#### Items from a dataset:
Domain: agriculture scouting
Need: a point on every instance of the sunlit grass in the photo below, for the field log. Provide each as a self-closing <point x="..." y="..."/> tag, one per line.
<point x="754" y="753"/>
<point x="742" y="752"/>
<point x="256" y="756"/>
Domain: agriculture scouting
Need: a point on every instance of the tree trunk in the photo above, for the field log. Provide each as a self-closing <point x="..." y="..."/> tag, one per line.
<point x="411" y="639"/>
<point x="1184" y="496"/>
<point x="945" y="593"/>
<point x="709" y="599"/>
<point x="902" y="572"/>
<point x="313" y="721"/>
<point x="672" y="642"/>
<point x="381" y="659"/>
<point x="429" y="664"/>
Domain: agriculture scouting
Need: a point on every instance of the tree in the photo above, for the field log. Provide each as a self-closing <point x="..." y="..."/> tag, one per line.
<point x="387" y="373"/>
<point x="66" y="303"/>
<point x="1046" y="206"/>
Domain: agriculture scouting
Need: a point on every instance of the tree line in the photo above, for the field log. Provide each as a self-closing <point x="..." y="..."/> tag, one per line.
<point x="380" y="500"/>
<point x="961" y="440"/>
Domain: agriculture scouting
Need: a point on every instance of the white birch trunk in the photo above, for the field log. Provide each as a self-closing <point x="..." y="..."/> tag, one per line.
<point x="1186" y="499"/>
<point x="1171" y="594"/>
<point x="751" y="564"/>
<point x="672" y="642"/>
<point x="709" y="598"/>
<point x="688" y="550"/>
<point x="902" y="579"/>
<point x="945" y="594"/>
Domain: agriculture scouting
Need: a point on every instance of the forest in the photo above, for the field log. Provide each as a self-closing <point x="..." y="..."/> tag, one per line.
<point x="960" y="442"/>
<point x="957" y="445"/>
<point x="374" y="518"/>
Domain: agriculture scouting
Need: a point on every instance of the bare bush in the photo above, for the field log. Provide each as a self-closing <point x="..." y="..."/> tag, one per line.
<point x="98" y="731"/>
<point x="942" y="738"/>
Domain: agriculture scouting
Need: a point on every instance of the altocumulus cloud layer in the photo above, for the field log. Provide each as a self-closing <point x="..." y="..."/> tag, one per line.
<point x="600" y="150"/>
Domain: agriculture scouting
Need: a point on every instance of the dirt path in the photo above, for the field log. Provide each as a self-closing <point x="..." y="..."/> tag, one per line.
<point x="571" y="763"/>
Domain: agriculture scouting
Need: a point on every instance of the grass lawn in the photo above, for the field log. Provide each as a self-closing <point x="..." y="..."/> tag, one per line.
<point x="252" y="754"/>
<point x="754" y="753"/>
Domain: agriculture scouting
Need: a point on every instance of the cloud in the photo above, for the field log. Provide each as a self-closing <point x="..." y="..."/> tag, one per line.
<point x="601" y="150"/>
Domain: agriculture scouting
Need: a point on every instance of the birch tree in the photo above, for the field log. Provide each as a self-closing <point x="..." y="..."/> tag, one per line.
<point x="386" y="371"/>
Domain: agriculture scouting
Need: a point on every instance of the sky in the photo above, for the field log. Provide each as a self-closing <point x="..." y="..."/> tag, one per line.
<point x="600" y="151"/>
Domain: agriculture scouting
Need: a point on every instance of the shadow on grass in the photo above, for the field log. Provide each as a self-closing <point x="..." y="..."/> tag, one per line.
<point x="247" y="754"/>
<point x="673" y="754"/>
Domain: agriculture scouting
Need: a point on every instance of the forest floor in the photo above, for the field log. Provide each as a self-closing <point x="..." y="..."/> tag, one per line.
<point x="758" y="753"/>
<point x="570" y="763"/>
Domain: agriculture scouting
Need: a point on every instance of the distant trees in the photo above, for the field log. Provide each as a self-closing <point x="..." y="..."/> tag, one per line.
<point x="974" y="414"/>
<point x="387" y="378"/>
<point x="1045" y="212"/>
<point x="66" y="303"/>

#### Instructions for the task:
Write all the records out again. Nothing may differ from the original.

#### Answer to this problem:
Domain: agriculture scouting
Need: a point on every instance of the sunlit grass in the photo below, for the field log. Provide each as a self-closing <point x="..." y="..."/> tag, one per line.
<point x="754" y="753"/>
<point x="742" y="752"/>
<point x="256" y="756"/>
Domain: agriculture scouting
Need: a point on every instance of the tree trunk in the photo above, for the field log. Provide each as a self-closing <point x="..." y="..."/> tag, one per line.
<point x="411" y="639"/>
<point x="1184" y="496"/>
<point x="945" y="593"/>
<point x="709" y="599"/>
<point x="902" y="572"/>
<point x="313" y="721"/>
<point x="672" y="642"/>
<point x="381" y="659"/>
<point x="429" y="664"/>
Domain: agriculture scouting
Need: a point on every instance of the tree in the photo above, for the field log. Provide each as a self-closing <point x="..." y="..."/> tag, one per line.
<point x="387" y="373"/>
<point x="66" y="303"/>
<point x="1046" y="206"/>
Domain: agriculture scouting
Need: a point on every instance of the tree line in the photo above, for the field log. Provide each as a self-closing <point x="..." y="..."/> tag, one per line.
<point x="380" y="500"/>
<point x="961" y="440"/>
Domain: agriculture scouting
Need: a point on every instance of the white birch trunk in the photo above, for the field log. Provide each as a self-closing <point x="..." y="..."/> tag, one per line.
<point x="1186" y="499"/>
<point x="1171" y="594"/>
<point x="751" y="564"/>
<point x="672" y="642"/>
<point x="709" y="598"/>
<point x="688" y="550"/>
<point x="902" y="579"/>
<point x="945" y="594"/>
Domain: agriculture scouting
Need: a point on every instance of the forest in the photo above, for the field log. Provide each as a self-closing <point x="..." y="..."/> tag, one per line.
<point x="960" y="442"/>
<point x="957" y="445"/>
<point x="374" y="518"/>
Domain: agriculture scouting
Need: a point on every instance of the bare bush in the photo above, for the field log. Provide each as a self-closing <point x="..." y="..."/> tag, one per line.
<point x="98" y="731"/>
<point x="942" y="738"/>
Domain: agriculture scouting
Need: a point on every instance of the altocumulus cloud layer in the photo above, for the field log. Provide each as a self-closing <point x="..." y="..."/> tag, one per line.
<point x="600" y="150"/>
Domain: agriculture scouting
Need: a point on every instance of the dirt path in the photo above, for the field log. Provide each as a self-closing <point x="..." y="..."/> tag, one per line.
<point x="571" y="763"/>
Domain: agriculture scouting
Need: a point on every instance of the grass lawn in the photo above, for the field log. Provide each as a self-closing <point x="..." y="..."/> tag, one per line.
<point x="252" y="754"/>
<point x="754" y="753"/>
Domain: agriculture scouting
Need: a point on every instance of the cloud in the photo above, for the field log. Provide each as a self-closing <point x="..." y="..."/> tag, one per line.
<point x="601" y="150"/>
Domain: agriculture scouting
Need: a point on every instance of the birch tree in the photo above, for the field log. Provide each as a self-closing <point x="..." y="..."/> tag, one per line.
<point x="386" y="371"/>
Domain: agriculture scouting
Need: a point on every instance of the sky in the photo above, for the field log. Provide each as a self-closing <point x="..." y="..."/> tag, one per line.
<point x="600" y="151"/>
Domain: agriculture scouting
Need: a point on every instance of the shadow on grass in the photo above, for the field log. Provide each as a self-closing <point x="..." y="..."/> tag, one per line.
<point x="247" y="754"/>
<point x="673" y="754"/>
Domain: agriculture scouting
Need: a point on every instance of the forest floor in the photo above, for the field log. Provide each as a self-closing <point x="..." y="..."/> tag, one per line.
<point x="758" y="753"/>
<point x="570" y="763"/>
Domain: agriculture scouting
Need: a point on every instance of the distant trees in the photo above, for the field log. Provide each as a self-closing <point x="..." y="..."/> tag, one per line.
<point x="974" y="414"/>
<point x="387" y="378"/>
<point x="1045" y="212"/>
<point x="66" y="303"/>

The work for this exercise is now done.